** RECORDS FOR THE EXERCISE **
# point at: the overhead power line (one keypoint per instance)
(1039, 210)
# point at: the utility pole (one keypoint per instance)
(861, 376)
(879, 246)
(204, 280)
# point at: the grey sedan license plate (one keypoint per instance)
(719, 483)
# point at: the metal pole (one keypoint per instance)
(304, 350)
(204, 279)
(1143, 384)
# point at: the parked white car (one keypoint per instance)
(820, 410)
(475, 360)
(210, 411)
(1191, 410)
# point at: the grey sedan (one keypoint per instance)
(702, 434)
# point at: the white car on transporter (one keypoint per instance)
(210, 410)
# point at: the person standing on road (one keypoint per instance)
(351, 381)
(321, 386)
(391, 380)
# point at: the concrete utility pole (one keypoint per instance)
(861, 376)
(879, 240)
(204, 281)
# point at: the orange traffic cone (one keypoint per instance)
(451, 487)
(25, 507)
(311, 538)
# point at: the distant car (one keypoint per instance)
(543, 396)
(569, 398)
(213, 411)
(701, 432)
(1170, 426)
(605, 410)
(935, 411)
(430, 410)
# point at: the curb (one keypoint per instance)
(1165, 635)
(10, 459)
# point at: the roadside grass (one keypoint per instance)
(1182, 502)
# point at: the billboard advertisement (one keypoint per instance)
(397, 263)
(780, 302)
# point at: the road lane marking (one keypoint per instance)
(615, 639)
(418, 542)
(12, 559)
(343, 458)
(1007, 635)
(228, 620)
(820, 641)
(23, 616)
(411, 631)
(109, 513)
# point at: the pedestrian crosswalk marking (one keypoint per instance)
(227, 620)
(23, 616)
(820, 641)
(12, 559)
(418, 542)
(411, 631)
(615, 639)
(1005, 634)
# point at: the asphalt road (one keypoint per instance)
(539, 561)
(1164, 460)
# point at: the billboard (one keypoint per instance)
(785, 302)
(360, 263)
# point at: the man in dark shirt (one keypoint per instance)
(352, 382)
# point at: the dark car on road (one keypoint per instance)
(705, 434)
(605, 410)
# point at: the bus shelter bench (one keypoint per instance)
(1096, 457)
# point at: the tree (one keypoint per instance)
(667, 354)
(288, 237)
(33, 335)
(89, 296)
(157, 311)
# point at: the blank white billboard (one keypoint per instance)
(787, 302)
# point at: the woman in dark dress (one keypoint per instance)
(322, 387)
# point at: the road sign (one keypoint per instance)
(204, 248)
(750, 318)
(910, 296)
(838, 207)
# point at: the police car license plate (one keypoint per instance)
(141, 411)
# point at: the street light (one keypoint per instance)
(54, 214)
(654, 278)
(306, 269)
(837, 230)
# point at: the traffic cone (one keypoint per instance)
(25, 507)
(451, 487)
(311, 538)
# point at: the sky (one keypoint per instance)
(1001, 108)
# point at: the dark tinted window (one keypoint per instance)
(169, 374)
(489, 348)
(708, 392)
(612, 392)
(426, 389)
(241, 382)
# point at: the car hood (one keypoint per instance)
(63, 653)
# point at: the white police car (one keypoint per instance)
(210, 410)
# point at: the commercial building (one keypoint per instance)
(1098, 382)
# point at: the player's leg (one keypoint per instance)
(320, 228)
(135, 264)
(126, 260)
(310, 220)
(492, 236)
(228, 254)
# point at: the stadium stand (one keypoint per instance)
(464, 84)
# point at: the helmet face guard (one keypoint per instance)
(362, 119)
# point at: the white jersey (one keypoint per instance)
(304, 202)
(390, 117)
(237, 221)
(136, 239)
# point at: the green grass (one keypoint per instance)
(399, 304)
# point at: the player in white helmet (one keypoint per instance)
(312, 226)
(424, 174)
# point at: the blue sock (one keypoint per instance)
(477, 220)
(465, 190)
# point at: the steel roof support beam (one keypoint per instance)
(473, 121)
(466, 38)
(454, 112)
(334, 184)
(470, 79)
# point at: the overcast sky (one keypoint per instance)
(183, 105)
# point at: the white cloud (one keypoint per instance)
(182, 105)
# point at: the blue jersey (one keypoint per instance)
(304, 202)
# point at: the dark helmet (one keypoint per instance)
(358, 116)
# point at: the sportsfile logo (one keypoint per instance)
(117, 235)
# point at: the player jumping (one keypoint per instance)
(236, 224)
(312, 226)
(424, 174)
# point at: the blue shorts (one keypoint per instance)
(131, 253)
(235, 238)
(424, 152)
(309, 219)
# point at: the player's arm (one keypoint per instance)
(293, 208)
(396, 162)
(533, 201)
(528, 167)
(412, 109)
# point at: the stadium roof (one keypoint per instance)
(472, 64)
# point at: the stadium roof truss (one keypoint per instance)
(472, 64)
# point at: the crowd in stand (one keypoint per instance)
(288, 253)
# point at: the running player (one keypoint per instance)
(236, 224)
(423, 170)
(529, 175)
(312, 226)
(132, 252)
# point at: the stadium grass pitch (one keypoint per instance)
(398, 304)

** EXERCISE OBJECTIVE **
Restate the records in full, keeping every word as it is.

** ANSWER SPACE **
# point at: the overhead power line (one keypoint per instance)
(1039, 210)
# point at: the utility pole (one keypoint per instance)
(861, 376)
(879, 246)
(204, 280)
# point at: the grey sedan license plate (one keypoint per instance)
(719, 483)
# point at: the metal pole (one keypoint per instance)
(304, 350)
(204, 279)
(1143, 384)
# point at: the parked white car (one keypoint per instance)
(820, 410)
(475, 360)
(210, 411)
(1191, 410)
# point at: the grey sedan (one keypoint per instance)
(702, 434)
# point at: the white car on transporter (one keypoint per instance)
(210, 410)
# point at: the person standing on road (one keypoint per instance)
(351, 381)
(321, 386)
(391, 380)
# point at: the concrete utility pole (one keypoint per instance)
(861, 376)
(879, 240)
(204, 281)
# point at: the orange traffic cone (one keypoint per instance)
(451, 487)
(25, 507)
(311, 538)
# point at: the distant car (one keypoint per instance)
(543, 396)
(569, 398)
(213, 411)
(701, 432)
(1170, 426)
(605, 410)
(935, 411)
(430, 410)
# point at: the curb (one keypoint per instance)
(1165, 635)
(10, 459)
# point at: the roadside grass (one keypoint per instance)
(1182, 502)
# point at: the billboard advertisement (one keypoint per instance)
(397, 263)
(780, 302)
# point at: the road lane marking (one keypoint per instance)
(615, 639)
(418, 542)
(12, 559)
(343, 458)
(1007, 635)
(228, 620)
(820, 641)
(23, 616)
(411, 631)
(109, 513)
# point at: the pedestrian crosswalk marking (one keypoint per instance)
(227, 620)
(23, 616)
(820, 641)
(12, 559)
(418, 542)
(411, 631)
(615, 639)
(1005, 634)
# point at: the asphalt road (one keypoint per instance)
(539, 561)
(1164, 460)
# point at: the billboard (one keypoint per instance)
(785, 302)
(360, 263)
# point at: the man in dark shirt (one keypoint per instance)
(352, 382)
# point at: the dark car on road (one keypoint per instance)
(705, 434)
(605, 410)
# point at: the bus shelter bench (one keypoint per instance)
(1096, 457)
# point at: the tree (one keypoint per instance)
(667, 354)
(288, 237)
(33, 335)
(89, 296)
(157, 311)
# point at: the blank white billboard (one keypoint per instance)
(787, 302)
# point at: the woman in dark dress (one keypoint per instance)
(322, 387)
# point at: the road sign (one keypoint per instance)
(204, 248)
(750, 318)
(910, 296)
(838, 207)
# point at: the police car license plate (one keypoint per instance)
(141, 411)
# point at: the street light (one keypoint per instance)
(54, 214)
(654, 278)
(306, 269)
(837, 230)
# point at: the traffic cone (one keypoint per instance)
(25, 507)
(451, 487)
(311, 538)
# point at: the sky (one keypoint per instance)
(1001, 108)
# point at: the dark tinted window (one keypoint per instance)
(169, 374)
(489, 348)
(708, 392)
(612, 392)
(426, 389)
(241, 382)
# point at: the car hood (one keypoint per instance)
(63, 653)
# point at: the white police car (one keypoint per instance)
(210, 410)
# point at: the commercial building (one keypoint per instance)
(1098, 382)
# point at: the player's leg (one keypoint per instance)
(320, 228)
(135, 264)
(126, 260)
(310, 220)
(492, 236)
(228, 254)
# point at: the stadium stand (one keypoint per instance)
(464, 84)
# point at: the helmet face guard (one keypoint per instance)
(362, 119)
# point at: the white jersey (one keypoint per instance)
(304, 202)
(390, 117)
(237, 221)
(136, 239)
# point at: the green grass (one keypoint per instance)
(399, 304)
# point at: the player in white helmet (one keypoint per instance)
(312, 226)
(424, 174)
# point at: the blue sock (one keypoint per instance)
(477, 220)
(465, 190)
# point at: the steel roof support beam (one keypoint per instance)
(473, 121)
(466, 38)
(454, 112)
(334, 184)
(470, 79)
# point at: the overcast sky (one keypoint per instance)
(183, 105)
# point at: the white cloud (one keypoint per instance)
(182, 105)
# point at: the blue jersey (one keypoint per instance)
(304, 202)
# point at: the dark helmet (one keypoint per instance)
(358, 116)
# point at: the sportsfile logo (one keypoint per instance)
(117, 235)
# point at: the player jumping (one keypoint per instance)
(236, 224)
(312, 226)
(424, 174)
# point at: the blue shorts (one keypoint per instance)
(131, 253)
(235, 238)
(424, 152)
(309, 219)
# point at: the player's arm (one keypoint per instance)
(293, 208)
(396, 162)
(533, 201)
(528, 167)
(412, 109)
# point at: the stadium roof (one keypoint per instance)
(472, 64)
# point at: the stadium roof truss (one keypoint per instance)
(472, 64)
# point at: the crowd in stand (one keypoint per instance)
(288, 253)
# point at: the running player (one keypoint per instance)
(236, 224)
(423, 170)
(529, 175)
(312, 226)
(132, 252)
# point at: the stadium grass pitch (one keypoint per instance)
(398, 304)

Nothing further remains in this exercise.